> _Texto seleccionado_:
◇ ◇ ◇

El problema de la destrucción, el dilema del mal, tanto en lo cósmico como en lo humano, lo que en primer lugar pone en tela de juicio es la durabilidad de las cosas buenas. El por qué aquello en lo que nos hemos instalado con dificultad y con esfuerzo no puede durar, por qué es breve nuestro gozo, y por qué, en definitiva, muere lo que amamos. Las respuestas que la cultura da al proceder mismo de la naturaleza, con frecuencia abrupto y doloroso, no son nunca del todo satisfactorias, pero hemos inventado consuelos que promueven la aceptación y remedios morales que, como la vacunas, nos van inoculando poco a poco el mismo mal-y de eso hablan las historias y los mitos que lo evocan- que queremos evitar con el fin de que, cuando sobrevenga la sombra definitiva, estemos preparados para recibirla.

◇ ◇ ◇

Entradas de datos recopiladas:
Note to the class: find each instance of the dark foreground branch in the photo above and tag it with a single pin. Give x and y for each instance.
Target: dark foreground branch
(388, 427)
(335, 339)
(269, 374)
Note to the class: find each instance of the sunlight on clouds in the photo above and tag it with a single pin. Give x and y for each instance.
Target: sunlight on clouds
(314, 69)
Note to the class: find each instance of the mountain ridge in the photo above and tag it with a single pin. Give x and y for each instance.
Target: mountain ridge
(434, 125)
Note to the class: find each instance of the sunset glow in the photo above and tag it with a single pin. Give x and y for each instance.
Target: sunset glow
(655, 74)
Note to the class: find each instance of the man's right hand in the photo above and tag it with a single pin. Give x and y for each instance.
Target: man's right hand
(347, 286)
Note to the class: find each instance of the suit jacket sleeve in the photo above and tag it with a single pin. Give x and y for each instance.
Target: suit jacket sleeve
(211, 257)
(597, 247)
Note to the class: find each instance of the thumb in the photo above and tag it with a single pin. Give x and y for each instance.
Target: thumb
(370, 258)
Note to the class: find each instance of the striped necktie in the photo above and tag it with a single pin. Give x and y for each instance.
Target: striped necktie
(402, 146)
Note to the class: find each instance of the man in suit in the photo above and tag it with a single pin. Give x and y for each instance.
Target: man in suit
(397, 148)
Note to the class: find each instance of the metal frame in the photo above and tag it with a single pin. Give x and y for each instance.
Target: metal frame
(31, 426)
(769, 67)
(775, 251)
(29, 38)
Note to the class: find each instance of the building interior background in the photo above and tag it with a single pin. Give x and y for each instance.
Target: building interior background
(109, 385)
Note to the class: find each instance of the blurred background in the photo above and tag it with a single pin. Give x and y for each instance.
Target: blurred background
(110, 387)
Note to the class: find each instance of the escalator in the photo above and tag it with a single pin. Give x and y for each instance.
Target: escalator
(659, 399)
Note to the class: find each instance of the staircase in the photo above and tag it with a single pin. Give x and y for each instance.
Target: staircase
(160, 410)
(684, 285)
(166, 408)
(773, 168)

◇ ◇ ◇

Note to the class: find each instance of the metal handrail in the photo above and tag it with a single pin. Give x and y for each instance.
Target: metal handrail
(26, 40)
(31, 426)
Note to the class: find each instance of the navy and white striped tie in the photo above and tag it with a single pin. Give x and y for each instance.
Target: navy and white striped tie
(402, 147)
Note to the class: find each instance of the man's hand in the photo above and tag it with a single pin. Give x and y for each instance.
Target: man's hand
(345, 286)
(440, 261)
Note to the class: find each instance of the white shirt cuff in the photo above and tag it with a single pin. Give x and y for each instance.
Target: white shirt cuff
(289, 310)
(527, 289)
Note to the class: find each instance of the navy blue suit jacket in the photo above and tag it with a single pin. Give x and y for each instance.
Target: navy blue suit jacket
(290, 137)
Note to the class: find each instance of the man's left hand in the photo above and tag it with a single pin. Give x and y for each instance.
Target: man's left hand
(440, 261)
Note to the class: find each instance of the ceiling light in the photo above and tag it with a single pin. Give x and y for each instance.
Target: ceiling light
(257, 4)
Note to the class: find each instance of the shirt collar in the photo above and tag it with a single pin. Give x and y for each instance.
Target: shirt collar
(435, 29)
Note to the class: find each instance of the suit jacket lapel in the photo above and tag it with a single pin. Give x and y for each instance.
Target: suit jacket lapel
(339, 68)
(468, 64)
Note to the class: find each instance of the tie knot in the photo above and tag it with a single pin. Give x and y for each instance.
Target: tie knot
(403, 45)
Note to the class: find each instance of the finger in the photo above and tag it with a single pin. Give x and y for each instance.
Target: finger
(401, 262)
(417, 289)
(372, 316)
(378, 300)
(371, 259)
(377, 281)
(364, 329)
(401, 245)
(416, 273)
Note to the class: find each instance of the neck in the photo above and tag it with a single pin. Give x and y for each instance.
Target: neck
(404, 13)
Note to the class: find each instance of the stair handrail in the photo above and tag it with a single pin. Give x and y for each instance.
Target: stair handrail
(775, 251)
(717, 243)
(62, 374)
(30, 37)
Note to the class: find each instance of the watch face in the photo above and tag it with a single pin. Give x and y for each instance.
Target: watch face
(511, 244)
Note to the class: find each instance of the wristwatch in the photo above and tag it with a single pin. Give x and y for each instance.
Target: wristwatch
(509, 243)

◇ ◇ ◇

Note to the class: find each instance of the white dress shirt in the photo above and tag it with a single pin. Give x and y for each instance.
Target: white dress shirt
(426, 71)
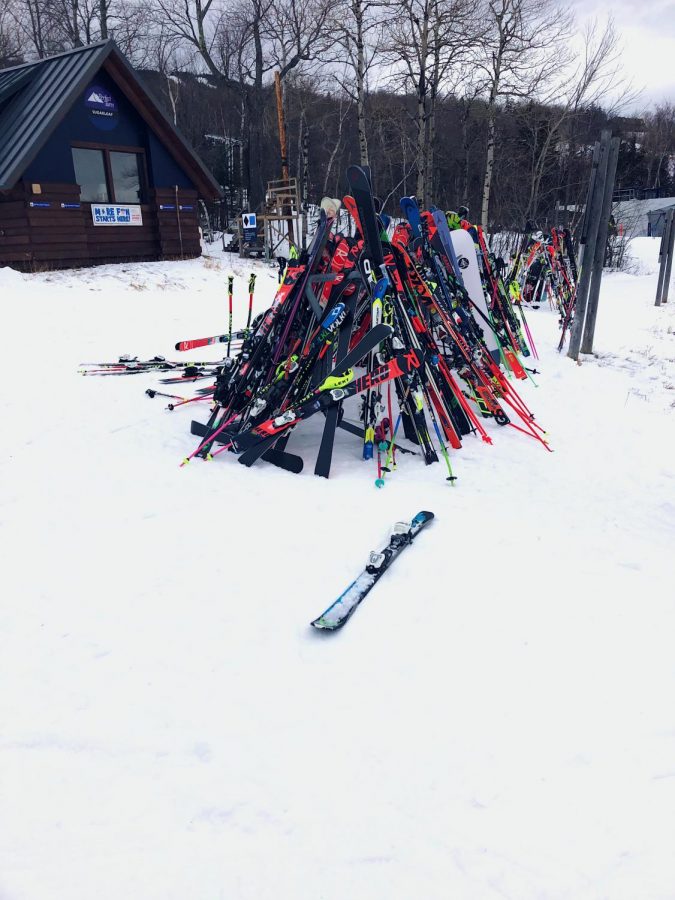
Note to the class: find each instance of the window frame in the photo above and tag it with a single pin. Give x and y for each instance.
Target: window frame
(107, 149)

◇ ◇ ◇

> _Instrucciones de trabajo_:
1. Responde brevemente a partir del texto sobre el mal:
(a) ¿Qué pone en tela de juicio en primer lugar el problema de la destrucción?
(b) ¿Cómo es con frecuencia el proceder de la naturaleza?
(c) ¿Qué debemos estar preparados para recibir cuando sobrevenga?
2. Cita sin cambios el pasaje del texto sobre el mal que empieza con las palabras "El problema de" y acaba con "preparados para recibirla.".
3. Prosigue el texto sobre el mal desde el punto en que se detiene.

> _Resultados de tareas_:
1.
(a) La durabilidad de las cosas buenas.
(b) Abrupto y doloroso.
(c) La sombra definitiva.

2.
El problema de la destrucción, el dilema del mal, tanto en lo cósmico como en lo humano, lo que en primer lugar pone en tela de juicio es la durabilidad de las cosas buenas. El por qué aquello en lo que nos hemos instalado con dificultad y con esfuerzo no puede durar, por qué es breve nuestro gozo, y por qué, en definitiva, muere lo que amamos. Las respuestas que la cultura da al proceder mismo de la naturaleza, con frecuencia abrupto y doloroso, no son nunca del todo satisfactorias, pero hemos inventado consuelos que promueven la aceptación y remedios morales que, como la vacunas, nos van inoculando poco a poco el mismo mal-y de eso hablan las historias y los mitos que lo evocan- que queremos evitar con el fin de que, cuando sobrevenga la sombra definitiva, estemos preparados para recibirla.

3.
En hebreo se llama mashmid o majarib al destructor, mientras que el constructor, el creador, lleva el nombre de boré, palabra en cuyo interior hallamos-y no podía ser menos-or, la luz. Leemos en el Libro de la claridad o Bahir que la sombra es una proyección de la luz, del mismo modo que lo satánico es o procede de un ángel caído. Una leyenda sufí sostiene que Alláh condenó a Iblis, el demonio, a una suerte de perpetuo desencanto porque, y acabado de hacer el hombre, aquél se negó a admirarlo mientras que el resto de los ángeles si lo hicieron. El destructor, por tanto, es incapaz de admirar, envidia o asesina, desprecia o rechaza. La Historia nos ha mostrado una y otra vez quién es quién en ese interminable juego. Se necesita un gran coraje para crear. Destruir, en cambio, es fácil. Basta para ello ceder a la cobardía y el furor de los celos.